§ Prompt: Each line from the one that contains "tag the corrugated metal siding" to the end of the material must be set down exactly, and no line before it.

§ The input:
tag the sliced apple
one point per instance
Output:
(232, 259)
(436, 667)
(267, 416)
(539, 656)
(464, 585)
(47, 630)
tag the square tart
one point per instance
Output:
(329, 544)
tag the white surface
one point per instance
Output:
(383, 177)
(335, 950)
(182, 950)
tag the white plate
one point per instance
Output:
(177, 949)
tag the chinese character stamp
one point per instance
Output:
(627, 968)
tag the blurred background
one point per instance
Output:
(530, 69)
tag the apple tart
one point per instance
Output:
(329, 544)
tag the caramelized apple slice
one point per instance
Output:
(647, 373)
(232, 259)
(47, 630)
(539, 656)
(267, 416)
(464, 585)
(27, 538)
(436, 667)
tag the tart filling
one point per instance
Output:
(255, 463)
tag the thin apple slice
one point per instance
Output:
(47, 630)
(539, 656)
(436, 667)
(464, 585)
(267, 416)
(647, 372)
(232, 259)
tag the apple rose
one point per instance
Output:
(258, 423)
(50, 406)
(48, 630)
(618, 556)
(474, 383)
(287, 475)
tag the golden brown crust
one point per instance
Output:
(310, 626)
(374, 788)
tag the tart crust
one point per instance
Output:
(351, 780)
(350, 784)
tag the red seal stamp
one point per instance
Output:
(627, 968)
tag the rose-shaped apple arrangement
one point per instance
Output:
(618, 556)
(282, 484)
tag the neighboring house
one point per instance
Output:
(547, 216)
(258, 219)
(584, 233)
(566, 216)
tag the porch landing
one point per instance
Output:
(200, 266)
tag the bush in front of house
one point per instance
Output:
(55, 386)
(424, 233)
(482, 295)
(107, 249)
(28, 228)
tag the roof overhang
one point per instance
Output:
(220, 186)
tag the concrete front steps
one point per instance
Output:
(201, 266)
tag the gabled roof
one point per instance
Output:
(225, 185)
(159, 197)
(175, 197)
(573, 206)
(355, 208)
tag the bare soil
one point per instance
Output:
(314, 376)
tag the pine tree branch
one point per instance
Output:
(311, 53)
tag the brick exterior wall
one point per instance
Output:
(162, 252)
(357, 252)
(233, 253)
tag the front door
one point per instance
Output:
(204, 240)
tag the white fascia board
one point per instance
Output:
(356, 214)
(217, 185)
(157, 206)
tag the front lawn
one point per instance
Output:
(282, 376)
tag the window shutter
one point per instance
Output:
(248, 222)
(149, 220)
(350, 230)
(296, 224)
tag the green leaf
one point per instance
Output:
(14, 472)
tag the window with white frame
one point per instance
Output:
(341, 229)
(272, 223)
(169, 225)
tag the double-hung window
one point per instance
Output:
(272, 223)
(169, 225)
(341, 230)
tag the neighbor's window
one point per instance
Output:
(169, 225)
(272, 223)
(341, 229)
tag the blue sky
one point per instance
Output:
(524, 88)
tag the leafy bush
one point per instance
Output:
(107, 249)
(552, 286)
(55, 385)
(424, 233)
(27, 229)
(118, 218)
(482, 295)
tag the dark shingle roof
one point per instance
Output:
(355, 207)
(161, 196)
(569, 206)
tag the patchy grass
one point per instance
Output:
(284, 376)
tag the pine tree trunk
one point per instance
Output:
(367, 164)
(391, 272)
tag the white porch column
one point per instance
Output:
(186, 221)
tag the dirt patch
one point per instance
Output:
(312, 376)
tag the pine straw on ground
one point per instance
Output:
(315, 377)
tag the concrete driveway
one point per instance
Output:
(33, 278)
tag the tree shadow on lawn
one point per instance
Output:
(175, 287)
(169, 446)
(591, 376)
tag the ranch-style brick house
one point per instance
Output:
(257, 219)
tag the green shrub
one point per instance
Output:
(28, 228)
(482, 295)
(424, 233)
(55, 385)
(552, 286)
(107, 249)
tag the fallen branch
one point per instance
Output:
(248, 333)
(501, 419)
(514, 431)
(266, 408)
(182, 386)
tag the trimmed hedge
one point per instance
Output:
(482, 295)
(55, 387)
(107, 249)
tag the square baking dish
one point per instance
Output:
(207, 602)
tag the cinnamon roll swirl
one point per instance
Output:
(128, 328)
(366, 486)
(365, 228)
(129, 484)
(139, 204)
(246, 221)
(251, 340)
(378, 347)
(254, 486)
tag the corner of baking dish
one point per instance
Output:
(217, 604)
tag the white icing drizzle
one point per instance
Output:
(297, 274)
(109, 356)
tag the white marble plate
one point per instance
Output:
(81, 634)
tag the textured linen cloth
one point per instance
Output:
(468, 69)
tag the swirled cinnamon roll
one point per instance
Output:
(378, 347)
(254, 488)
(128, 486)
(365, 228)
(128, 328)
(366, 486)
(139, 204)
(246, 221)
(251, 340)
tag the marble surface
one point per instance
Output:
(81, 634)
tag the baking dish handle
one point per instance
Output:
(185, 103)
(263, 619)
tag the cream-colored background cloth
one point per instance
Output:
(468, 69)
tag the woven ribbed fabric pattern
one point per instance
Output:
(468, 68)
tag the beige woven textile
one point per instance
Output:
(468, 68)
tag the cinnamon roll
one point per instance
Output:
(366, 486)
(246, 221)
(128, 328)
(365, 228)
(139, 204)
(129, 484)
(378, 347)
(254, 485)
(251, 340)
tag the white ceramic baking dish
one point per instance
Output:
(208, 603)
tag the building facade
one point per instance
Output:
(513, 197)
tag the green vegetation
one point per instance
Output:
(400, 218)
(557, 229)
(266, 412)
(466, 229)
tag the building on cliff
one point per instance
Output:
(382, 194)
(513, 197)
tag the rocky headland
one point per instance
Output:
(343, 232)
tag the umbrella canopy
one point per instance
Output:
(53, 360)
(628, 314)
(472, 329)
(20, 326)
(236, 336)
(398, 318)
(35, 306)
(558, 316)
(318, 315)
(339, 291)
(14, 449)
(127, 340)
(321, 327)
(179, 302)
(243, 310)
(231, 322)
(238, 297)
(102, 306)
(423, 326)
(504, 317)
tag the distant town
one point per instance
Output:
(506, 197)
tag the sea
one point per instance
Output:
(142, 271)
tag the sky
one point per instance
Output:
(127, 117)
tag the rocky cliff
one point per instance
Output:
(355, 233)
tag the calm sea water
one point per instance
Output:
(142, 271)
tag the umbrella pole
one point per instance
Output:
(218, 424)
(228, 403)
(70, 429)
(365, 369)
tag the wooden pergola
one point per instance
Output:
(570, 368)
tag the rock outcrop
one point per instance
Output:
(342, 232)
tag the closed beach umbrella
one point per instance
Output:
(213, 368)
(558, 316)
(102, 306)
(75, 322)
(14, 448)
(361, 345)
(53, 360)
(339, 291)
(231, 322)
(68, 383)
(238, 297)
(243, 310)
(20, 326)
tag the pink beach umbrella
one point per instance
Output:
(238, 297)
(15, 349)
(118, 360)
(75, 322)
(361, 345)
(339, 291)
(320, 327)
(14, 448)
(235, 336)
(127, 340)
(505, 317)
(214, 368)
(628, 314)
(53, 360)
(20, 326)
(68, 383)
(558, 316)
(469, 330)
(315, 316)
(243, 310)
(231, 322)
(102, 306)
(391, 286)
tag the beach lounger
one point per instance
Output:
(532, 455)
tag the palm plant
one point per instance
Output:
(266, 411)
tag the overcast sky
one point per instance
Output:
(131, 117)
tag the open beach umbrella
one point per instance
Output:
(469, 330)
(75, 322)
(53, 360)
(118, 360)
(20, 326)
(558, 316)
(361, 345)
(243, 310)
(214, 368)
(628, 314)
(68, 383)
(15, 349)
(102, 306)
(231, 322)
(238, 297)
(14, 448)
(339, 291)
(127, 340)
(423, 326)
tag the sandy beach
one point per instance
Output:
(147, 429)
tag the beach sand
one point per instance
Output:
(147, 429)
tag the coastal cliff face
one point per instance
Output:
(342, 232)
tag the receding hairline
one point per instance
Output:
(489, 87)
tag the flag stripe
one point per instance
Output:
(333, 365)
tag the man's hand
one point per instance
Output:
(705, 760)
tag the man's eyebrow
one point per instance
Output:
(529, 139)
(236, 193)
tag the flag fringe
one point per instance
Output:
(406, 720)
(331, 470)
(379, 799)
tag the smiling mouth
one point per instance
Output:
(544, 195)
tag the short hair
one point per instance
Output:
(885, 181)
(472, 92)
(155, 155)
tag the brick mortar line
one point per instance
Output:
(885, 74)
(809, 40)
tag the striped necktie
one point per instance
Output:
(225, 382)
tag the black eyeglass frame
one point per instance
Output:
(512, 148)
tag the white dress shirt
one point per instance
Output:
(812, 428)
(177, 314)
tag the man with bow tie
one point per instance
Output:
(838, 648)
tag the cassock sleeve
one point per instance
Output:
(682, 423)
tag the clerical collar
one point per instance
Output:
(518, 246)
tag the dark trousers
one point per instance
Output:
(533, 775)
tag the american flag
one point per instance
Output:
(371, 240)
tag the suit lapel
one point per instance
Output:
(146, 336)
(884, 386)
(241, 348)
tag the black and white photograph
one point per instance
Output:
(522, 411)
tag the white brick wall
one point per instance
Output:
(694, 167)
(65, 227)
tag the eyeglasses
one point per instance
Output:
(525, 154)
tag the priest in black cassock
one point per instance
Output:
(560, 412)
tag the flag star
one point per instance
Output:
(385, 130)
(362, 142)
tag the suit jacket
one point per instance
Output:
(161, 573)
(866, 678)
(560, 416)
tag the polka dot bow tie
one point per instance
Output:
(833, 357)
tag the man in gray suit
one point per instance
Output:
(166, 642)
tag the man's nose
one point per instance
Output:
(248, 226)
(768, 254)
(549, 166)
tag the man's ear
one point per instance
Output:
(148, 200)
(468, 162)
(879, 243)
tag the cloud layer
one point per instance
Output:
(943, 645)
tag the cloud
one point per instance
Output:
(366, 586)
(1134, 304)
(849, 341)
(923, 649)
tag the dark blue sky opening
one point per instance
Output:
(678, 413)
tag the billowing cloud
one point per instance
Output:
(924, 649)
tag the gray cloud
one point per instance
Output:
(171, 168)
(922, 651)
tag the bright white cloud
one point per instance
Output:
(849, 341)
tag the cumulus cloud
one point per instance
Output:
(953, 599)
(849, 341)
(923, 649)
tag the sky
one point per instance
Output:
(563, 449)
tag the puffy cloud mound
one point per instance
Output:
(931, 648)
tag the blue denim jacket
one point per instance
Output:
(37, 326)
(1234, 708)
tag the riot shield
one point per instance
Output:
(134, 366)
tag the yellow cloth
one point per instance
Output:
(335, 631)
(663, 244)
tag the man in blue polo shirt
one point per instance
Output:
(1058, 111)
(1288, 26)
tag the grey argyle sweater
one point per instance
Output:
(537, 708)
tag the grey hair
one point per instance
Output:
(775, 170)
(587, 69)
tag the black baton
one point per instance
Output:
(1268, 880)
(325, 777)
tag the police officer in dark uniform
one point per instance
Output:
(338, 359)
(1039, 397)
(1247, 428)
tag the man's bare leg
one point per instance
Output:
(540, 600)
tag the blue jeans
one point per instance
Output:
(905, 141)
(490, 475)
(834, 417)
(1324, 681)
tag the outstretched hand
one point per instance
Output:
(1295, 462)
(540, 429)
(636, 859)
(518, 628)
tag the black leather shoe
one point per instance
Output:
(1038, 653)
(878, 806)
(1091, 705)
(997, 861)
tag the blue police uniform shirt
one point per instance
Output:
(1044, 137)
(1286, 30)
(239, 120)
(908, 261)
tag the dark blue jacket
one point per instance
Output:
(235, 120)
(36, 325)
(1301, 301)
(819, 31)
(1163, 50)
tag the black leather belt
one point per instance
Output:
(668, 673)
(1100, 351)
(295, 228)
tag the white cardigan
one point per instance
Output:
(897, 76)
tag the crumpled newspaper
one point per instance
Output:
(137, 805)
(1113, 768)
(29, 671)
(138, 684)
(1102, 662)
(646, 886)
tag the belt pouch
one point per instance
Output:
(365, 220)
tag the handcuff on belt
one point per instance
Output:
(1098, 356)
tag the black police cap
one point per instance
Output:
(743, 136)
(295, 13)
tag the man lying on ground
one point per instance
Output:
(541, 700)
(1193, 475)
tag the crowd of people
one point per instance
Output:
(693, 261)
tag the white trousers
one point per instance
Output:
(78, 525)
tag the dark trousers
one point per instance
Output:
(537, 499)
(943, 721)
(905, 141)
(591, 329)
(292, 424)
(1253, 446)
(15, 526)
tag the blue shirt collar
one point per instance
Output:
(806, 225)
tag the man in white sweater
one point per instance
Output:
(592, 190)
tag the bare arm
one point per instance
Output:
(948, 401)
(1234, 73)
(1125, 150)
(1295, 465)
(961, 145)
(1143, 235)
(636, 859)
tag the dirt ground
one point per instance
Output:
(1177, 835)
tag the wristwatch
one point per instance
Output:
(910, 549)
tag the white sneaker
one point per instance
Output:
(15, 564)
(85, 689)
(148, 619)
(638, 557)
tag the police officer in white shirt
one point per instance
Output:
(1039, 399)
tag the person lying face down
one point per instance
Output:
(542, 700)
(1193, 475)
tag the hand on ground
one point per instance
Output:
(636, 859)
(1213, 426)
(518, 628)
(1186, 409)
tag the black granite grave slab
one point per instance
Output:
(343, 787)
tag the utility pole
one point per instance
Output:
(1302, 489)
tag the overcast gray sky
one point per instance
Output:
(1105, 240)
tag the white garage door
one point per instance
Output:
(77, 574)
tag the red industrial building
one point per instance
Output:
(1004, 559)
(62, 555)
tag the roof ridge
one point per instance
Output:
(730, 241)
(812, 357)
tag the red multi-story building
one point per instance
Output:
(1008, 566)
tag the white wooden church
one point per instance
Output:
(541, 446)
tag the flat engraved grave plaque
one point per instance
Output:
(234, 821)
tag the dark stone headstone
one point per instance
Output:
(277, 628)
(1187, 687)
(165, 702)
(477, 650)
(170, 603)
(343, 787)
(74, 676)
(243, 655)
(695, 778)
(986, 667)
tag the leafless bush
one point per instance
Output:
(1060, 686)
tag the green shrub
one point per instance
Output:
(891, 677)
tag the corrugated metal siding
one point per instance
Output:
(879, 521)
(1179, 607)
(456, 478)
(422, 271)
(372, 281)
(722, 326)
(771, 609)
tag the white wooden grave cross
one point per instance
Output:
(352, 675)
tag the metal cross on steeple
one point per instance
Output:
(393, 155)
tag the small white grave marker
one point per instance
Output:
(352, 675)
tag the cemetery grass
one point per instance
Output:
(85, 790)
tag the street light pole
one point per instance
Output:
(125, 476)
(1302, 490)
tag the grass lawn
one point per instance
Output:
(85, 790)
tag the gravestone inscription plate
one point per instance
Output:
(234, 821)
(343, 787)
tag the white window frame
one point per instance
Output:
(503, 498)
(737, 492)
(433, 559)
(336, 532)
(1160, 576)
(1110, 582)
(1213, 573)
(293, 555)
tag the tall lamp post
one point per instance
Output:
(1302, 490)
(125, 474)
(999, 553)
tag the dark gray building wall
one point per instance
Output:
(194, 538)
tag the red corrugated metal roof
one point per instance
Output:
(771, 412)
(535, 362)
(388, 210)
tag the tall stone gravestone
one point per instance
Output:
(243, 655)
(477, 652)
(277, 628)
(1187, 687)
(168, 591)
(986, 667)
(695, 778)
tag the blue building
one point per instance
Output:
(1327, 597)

§ Written reply:
tag the corrugated metal siding
one point per instance
Output:
(879, 521)
(1179, 607)
(456, 478)
(422, 271)
(372, 281)
(722, 326)
(771, 609)
tag the white wooden grave cross
one point per instance
Output:
(352, 675)
tag the metal cross on steeple
one point per instance
Output:
(393, 155)
tag the small white grave marker
one point per instance
Output:
(352, 675)
tag the cemetery grass
one point per instance
Output:
(85, 790)
tag the street light pole
one point per instance
Output:
(125, 476)
(1302, 490)
tag the grass lawn
one point per instance
Output:
(85, 790)
tag the gravestone inscription plate
one point per instance
Output:
(234, 821)
(343, 787)
tag the white window frame
one point per instance
Output:
(503, 498)
(737, 492)
(433, 559)
(336, 532)
(1160, 576)
(1110, 582)
(1213, 573)
(293, 555)
tag the tall lamp post
one point per instance
Output:
(1302, 490)
(125, 474)
(999, 553)
tag the dark gray building wall
one point per instance
Output:
(194, 538)
tag the red corrugated metal roof
one point per instance
Output:
(771, 412)
(535, 362)
(388, 210)
tag the tall stone gravestone
one point per instance
Output:
(243, 655)
(477, 652)
(277, 628)
(1187, 687)
(168, 591)
(986, 667)
(695, 778)
tag the blue building
one point per instance
Output:
(1327, 597)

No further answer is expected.